### Provided data
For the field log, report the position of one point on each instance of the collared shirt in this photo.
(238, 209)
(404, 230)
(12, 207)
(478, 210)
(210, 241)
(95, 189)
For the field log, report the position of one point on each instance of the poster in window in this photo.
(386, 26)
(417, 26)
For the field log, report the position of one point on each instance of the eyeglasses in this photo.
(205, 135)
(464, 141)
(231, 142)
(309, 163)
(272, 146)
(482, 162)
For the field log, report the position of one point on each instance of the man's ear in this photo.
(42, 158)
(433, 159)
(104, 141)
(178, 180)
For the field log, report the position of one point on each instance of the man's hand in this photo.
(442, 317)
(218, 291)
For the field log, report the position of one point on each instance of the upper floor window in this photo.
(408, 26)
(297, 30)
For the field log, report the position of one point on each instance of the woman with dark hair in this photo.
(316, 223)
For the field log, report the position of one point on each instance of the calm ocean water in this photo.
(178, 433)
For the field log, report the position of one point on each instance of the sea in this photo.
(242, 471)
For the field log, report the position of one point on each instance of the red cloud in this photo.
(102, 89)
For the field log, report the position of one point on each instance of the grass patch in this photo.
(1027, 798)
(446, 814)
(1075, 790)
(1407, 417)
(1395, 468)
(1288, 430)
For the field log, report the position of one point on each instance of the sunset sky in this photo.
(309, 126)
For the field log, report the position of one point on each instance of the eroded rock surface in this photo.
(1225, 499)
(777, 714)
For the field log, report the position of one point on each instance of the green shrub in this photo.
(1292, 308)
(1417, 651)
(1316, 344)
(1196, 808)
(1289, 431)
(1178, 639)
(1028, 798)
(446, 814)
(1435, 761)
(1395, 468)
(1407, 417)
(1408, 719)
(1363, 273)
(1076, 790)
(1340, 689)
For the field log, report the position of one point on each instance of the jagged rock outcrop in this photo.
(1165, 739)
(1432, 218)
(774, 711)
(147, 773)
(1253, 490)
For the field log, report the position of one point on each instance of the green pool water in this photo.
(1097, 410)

### Your instructions
Copy out the lines from the line with "ocean water in this photo." to the line with "(1288, 430)", keeping each request as it is, and shift every coordinate in the answers by adding 69 to it.

### Reply to the task
For the field log, report the position of one point on each instance of the calm ocean water in this photo.
(247, 502)
For the field log, report the position of one point on each instance of the sea in this photo.
(311, 540)
For the field log, report the position of one point on each instance of the red cloud in this photo.
(171, 158)
For the field log, report the position of one point on each instance of the grass patch in this photo.
(1096, 867)
(515, 883)
(1144, 859)
(1476, 486)
(1464, 537)
(1357, 499)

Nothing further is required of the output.